Locate each row below that contains the string "blonde" and copy those rows out in full. The match is case-sensitive.

(Stored entries)
◆ ◆ ◆

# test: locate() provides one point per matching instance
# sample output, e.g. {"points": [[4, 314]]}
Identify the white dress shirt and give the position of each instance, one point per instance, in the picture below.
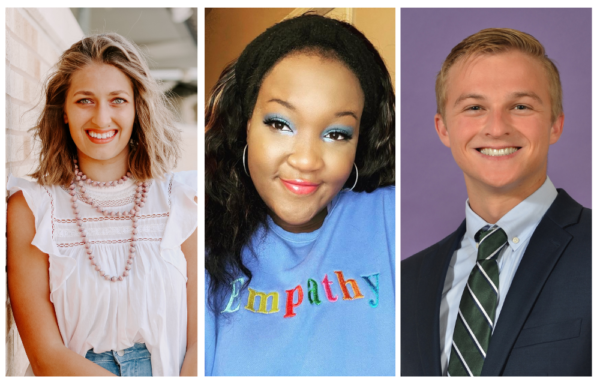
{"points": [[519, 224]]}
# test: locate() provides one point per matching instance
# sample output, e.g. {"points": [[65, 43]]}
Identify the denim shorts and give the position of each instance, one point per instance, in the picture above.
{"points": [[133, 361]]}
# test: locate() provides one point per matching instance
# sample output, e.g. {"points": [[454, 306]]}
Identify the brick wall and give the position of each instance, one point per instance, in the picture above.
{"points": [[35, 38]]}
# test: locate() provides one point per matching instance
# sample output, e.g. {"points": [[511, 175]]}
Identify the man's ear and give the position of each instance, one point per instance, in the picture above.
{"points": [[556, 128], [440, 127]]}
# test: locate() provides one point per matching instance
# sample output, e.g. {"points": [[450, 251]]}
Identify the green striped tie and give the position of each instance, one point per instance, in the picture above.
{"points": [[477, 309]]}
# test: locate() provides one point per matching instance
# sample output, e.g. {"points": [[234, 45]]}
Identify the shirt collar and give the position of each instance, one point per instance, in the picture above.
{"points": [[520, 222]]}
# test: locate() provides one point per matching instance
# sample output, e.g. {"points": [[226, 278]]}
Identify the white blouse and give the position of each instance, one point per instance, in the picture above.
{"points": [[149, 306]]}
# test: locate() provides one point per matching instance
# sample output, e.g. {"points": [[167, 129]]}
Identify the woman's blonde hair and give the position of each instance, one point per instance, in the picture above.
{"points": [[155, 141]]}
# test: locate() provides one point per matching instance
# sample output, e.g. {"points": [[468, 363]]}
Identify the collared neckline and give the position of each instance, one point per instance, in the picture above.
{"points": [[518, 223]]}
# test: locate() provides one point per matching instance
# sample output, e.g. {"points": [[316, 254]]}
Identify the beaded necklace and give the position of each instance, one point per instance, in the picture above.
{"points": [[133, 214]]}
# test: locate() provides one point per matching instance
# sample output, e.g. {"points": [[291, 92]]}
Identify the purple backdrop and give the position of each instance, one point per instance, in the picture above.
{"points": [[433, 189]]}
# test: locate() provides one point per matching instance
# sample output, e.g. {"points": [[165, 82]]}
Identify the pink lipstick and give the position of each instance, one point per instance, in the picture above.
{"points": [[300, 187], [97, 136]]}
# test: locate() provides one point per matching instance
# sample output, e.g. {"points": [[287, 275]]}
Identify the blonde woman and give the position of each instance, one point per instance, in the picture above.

◆ ◆ ◆

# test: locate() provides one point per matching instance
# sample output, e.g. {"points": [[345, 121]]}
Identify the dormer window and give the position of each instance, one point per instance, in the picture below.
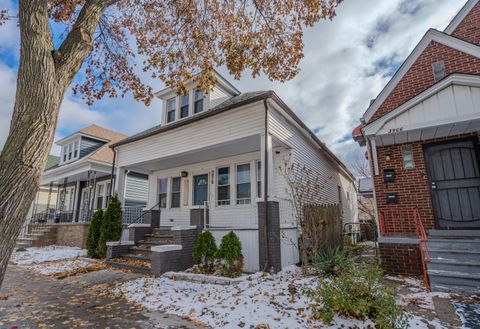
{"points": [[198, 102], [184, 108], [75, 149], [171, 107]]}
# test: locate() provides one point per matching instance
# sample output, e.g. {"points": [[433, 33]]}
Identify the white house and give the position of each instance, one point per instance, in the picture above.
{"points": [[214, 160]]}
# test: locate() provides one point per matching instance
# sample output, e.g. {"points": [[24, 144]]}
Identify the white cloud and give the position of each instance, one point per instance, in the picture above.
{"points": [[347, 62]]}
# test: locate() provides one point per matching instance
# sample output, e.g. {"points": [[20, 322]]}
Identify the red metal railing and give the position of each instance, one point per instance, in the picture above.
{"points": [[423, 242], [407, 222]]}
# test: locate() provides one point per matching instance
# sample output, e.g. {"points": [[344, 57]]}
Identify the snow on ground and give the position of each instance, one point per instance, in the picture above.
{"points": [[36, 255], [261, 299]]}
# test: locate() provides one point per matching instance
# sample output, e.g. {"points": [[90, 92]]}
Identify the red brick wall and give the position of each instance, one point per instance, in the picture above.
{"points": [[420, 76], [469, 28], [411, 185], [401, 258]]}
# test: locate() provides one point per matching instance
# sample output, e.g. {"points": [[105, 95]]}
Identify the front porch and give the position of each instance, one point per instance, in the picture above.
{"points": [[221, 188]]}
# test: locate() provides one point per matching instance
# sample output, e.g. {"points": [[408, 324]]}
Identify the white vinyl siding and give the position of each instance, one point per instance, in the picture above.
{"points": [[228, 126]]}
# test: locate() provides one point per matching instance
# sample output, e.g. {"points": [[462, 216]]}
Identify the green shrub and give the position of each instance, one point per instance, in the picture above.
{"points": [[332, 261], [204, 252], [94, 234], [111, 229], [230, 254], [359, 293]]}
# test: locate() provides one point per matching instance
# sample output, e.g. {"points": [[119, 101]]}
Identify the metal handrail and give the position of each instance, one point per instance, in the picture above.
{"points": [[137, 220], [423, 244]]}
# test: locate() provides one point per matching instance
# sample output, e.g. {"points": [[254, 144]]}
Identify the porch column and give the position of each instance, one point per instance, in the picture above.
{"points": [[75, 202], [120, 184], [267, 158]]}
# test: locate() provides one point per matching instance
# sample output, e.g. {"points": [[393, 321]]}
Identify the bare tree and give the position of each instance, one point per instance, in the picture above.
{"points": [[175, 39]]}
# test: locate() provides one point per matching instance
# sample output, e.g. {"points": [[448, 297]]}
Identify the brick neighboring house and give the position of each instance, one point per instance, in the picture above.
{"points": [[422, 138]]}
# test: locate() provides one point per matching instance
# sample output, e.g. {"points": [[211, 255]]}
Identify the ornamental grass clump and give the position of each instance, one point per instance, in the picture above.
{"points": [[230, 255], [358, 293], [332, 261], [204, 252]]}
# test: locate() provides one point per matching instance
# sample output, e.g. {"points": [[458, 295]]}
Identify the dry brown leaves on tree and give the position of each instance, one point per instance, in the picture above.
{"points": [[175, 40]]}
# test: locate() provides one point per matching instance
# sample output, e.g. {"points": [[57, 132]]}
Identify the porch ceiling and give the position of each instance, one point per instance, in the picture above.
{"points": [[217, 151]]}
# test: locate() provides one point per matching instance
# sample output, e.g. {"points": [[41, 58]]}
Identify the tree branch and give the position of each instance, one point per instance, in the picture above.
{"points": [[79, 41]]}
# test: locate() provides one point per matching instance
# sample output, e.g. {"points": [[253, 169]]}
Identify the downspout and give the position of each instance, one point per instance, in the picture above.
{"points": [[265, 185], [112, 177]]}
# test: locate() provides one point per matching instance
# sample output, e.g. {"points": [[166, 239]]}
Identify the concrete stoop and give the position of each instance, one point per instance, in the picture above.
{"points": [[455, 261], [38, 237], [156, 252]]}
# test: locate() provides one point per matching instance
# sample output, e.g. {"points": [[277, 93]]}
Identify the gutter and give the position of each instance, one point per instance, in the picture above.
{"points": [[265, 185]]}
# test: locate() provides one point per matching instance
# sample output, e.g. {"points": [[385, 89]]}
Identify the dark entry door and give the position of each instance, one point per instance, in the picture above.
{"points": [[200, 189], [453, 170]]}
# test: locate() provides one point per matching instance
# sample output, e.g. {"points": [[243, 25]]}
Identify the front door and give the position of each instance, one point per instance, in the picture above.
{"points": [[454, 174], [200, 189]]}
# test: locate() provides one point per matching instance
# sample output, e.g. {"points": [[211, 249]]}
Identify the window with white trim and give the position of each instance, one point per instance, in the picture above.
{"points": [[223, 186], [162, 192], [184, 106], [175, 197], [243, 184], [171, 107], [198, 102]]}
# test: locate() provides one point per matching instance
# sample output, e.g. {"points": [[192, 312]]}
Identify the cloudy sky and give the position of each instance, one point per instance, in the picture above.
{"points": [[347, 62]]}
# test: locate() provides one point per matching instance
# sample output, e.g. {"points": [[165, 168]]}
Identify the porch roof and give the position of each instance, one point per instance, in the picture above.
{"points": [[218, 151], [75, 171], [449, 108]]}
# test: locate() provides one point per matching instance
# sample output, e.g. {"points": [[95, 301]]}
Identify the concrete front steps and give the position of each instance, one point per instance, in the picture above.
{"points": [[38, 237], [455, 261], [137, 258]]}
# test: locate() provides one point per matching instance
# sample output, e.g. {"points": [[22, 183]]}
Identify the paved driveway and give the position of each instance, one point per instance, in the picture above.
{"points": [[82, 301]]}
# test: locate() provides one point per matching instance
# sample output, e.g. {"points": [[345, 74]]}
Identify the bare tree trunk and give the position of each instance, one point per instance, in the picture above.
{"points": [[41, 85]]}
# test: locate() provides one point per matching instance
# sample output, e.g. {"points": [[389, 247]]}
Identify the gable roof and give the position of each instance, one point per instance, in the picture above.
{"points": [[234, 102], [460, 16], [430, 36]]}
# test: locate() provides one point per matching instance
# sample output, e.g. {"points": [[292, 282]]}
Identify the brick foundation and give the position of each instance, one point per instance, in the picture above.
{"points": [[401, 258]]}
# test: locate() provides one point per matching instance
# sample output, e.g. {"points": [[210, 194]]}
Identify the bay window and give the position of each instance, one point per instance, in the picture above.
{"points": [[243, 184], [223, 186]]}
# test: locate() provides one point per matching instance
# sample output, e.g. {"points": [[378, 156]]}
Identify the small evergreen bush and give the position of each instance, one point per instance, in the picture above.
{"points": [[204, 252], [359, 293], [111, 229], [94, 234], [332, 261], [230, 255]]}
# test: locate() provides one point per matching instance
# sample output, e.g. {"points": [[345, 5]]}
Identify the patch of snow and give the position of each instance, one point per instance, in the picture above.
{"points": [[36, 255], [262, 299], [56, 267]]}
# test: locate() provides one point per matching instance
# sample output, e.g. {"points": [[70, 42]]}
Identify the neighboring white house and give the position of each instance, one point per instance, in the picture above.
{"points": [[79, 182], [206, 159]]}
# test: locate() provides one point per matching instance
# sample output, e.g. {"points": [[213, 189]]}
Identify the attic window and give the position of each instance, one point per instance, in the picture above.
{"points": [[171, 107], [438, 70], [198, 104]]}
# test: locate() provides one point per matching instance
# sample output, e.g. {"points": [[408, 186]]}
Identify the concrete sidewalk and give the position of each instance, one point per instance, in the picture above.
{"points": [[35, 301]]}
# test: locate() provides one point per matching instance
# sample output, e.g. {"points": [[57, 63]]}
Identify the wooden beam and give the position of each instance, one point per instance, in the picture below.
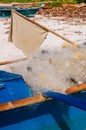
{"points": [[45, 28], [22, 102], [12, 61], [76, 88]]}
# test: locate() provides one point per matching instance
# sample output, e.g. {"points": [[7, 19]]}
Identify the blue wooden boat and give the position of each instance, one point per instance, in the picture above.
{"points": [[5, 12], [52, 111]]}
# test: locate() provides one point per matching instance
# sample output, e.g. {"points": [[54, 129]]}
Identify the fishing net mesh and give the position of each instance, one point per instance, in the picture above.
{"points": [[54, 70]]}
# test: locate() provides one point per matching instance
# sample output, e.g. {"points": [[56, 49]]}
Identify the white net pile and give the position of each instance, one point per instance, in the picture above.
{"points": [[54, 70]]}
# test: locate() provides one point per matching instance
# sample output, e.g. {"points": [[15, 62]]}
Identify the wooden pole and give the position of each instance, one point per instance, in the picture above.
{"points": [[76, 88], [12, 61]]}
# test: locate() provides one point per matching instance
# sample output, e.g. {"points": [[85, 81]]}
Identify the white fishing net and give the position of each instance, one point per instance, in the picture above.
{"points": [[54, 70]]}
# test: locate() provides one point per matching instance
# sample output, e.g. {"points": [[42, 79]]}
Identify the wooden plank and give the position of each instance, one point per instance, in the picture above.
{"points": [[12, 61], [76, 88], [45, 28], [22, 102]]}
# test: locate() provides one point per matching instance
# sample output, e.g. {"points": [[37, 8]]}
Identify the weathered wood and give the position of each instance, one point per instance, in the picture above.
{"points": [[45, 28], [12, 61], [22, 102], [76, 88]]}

◆ ◆ ◆

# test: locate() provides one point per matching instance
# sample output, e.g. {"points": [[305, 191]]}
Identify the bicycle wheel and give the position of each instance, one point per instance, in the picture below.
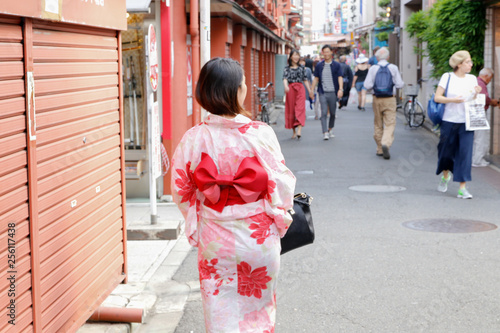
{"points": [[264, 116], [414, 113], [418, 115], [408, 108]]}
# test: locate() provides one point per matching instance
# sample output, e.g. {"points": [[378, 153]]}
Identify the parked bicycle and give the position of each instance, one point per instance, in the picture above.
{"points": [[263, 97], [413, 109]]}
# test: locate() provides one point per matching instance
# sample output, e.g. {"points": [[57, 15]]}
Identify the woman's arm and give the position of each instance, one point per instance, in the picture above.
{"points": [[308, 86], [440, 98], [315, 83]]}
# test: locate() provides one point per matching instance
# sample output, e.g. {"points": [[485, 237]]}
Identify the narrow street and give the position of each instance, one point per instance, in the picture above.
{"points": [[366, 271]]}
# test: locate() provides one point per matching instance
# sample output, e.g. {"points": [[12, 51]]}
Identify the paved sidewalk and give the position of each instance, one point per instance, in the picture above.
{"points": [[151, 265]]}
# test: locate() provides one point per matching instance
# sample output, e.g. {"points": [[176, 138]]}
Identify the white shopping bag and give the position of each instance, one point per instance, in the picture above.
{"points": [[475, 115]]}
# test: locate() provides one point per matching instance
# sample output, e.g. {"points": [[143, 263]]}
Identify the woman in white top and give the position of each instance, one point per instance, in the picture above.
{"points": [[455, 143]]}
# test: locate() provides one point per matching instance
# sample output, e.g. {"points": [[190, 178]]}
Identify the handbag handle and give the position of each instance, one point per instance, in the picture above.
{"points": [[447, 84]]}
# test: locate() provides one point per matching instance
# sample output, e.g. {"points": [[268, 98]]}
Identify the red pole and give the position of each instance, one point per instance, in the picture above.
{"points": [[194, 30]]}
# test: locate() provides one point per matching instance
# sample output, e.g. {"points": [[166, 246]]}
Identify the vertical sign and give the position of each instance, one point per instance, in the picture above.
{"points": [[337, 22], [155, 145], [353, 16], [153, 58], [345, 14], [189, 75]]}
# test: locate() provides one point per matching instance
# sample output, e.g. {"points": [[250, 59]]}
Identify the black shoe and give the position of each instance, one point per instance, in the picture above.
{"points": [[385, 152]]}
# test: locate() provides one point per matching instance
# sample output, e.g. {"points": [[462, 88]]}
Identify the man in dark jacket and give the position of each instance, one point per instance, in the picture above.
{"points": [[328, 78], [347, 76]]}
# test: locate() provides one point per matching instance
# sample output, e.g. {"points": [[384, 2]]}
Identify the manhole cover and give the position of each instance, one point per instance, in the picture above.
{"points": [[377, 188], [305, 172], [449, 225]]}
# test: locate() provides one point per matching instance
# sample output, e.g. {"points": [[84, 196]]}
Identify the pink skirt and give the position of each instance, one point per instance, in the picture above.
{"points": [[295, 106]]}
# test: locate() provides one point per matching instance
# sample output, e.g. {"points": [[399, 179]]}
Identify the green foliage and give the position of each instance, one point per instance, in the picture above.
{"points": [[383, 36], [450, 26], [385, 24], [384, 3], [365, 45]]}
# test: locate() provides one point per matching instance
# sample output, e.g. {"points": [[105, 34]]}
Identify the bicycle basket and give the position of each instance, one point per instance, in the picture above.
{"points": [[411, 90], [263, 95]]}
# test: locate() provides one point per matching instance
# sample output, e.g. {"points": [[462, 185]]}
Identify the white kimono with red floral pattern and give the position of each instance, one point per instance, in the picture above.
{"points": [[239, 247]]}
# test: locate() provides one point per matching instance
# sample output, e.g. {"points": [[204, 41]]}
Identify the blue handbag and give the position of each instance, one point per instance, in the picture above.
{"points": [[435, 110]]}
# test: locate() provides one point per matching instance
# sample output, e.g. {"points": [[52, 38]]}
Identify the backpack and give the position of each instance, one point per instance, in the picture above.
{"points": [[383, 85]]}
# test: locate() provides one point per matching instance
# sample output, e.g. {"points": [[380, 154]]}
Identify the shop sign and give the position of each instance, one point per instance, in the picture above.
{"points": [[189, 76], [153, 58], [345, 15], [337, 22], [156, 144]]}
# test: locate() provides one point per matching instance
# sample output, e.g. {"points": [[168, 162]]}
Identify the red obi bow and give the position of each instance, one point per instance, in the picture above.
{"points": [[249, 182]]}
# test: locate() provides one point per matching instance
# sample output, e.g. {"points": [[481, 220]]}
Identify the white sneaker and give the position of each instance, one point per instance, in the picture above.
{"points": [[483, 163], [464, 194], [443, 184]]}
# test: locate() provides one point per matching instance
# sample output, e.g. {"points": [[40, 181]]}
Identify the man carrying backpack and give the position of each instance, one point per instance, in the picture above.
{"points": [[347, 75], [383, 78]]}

◆ ◆ ◆

Reply —
Identify the woman's blonde hair and give the position of each instance, one point per instance, in the picture above.
Identify the blonde woman and give the position of each instance, one point per instance, in the picture above.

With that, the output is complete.